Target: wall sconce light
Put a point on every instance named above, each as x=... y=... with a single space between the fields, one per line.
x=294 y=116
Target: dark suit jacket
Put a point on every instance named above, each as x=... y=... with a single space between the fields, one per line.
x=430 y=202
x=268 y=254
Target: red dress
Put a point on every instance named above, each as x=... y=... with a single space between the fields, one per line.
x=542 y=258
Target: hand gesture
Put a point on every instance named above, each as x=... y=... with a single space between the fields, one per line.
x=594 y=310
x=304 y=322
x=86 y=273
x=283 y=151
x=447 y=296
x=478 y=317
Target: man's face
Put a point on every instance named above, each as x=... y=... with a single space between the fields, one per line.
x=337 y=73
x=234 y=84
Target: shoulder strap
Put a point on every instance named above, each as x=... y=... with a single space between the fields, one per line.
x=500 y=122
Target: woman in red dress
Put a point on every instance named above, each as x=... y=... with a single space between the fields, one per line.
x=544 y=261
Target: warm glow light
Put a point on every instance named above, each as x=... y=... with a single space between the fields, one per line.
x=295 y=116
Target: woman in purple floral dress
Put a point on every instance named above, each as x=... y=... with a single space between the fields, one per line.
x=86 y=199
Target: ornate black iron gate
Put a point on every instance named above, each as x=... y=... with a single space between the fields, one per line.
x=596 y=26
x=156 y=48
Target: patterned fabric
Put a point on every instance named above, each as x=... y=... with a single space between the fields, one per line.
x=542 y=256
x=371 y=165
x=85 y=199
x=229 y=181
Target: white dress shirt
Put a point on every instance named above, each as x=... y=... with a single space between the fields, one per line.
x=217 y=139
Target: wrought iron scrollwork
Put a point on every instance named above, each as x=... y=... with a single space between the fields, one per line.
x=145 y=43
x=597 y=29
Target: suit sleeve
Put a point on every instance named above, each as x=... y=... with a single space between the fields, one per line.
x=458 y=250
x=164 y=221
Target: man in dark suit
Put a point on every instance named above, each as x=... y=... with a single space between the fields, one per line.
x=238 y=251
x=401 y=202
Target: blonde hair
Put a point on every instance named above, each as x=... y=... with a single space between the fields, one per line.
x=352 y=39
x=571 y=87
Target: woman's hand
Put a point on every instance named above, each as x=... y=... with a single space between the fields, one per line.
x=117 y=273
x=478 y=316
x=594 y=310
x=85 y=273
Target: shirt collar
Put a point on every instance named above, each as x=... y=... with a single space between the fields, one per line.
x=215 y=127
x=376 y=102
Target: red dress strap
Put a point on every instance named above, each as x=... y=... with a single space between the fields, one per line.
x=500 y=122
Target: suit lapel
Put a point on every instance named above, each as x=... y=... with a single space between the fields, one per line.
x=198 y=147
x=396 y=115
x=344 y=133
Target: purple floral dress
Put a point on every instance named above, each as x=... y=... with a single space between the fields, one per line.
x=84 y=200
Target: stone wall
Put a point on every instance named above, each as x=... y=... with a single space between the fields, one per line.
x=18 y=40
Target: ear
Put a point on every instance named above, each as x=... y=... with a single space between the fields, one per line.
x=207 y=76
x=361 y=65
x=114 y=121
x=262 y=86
+ + + + + + +
Task directions
Word for word, set down each line of the material.

Reply
Target: wall sconce light
Put a point on every instance named above, each as x=... y=... with a single space between the fields, one per line.
x=294 y=116
Target: dark suit jacket
Put a point on every instance named above, each as x=... y=... with a single space between the fields, one per line.
x=430 y=202
x=268 y=254
Target: red dress
Put a point on every instance named above, each as x=... y=... with a single space between the fields, one per line.
x=542 y=258
Target: hand gesture
Put a point on every instance named above, each as x=... y=... with a single space between the fields, one per line.
x=594 y=310
x=304 y=322
x=86 y=273
x=283 y=151
x=447 y=296
x=478 y=317
Target: man's face
Put a point on every instance named above, each as x=... y=... with a single space between the fields, one per line.
x=337 y=73
x=234 y=84
Target: shoulder strap
Put a point on every instance named above, each as x=... y=... with a single space between the fields, one per line.
x=500 y=122
Target: woman in red dress
Put a point on every instance named above, each as x=... y=... with a single space between the fields, one per line.
x=544 y=261
Target: warm glow light
Put a point on every instance named above, each as x=... y=... with a single space between the fields, one per line.
x=295 y=116
Target: woman in purple floral dress
Put a point on every instance named above, each as x=... y=... with a single space between the fields, one per line.
x=86 y=199
Target: ornate black iron gate
Put a point on every instance named above, each as x=... y=... with a single space between the fields, one per line.
x=596 y=26
x=156 y=48
Target: patterned fabric
Put a point on every instance named above, each as x=... y=... with a single space between the fields, one per line.
x=542 y=256
x=371 y=165
x=85 y=199
x=229 y=181
Target: white dress shirt
Put a point on every instance named above, each as x=... y=... with a single space between the fields, one per line.
x=217 y=139
Target: wrought iron scrollwork
Put a point on every instance named above, each as x=... y=... with a single space between the fields, one per line.
x=145 y=43
x=597 y=29
Target: suit sleeve
Put a point on every instance named above, each as x=... y=... with a single space between the fields, one per line.
x=458 y=250
x=164 y=221
Target: man in dark suit
Put a point on every instance named above, each as x=... y=... with a single space between the fields, one per line.
x=238 y=251
x=401 y=202
Target: blonde hair
Put a point on every instance named above, each as x=... y=... with a single space between the fields, one per line.
x=352 y=39
x=571 y=87
Target: woman's hand
Put a point on every instance named above, each as x=... y=... with a single space between the fields, one per line.
x=117 y=273
x=478 y=316
x=594 y=310
x=85 y=273
Target: shirt collar
Put a point on every instance named above, each as x=... y=... with a single space between the fields, one per line.
x=215 y=127
x=376 y=102
Target: red dress strap
Put a point on every instance named above, each as x=... y=... with a single space between the fields, one per line.
x=500 y=122
Target: suit lapel
Put a point on every instance named above, each as x=... y=... with a single space between the fields, one per line.
x=198 y=147
x=396 y=115
x=344 y=133
Target: purple floral dress
Put a point on every instance named above, each as x=... y=... with a single space between the fields, one per line.
x=84 y=200
Target: stone wall
Put a point on every instance named above, each as x=... y=... with a single space between the fields, one per line.
x=18 y=40
Target: ear
Put a point on every instance named above, each as x=... y=... with a single space between the fields, one per line.
x=207 y=76
x=361 y=65
x=114 y=121
x=262 y=86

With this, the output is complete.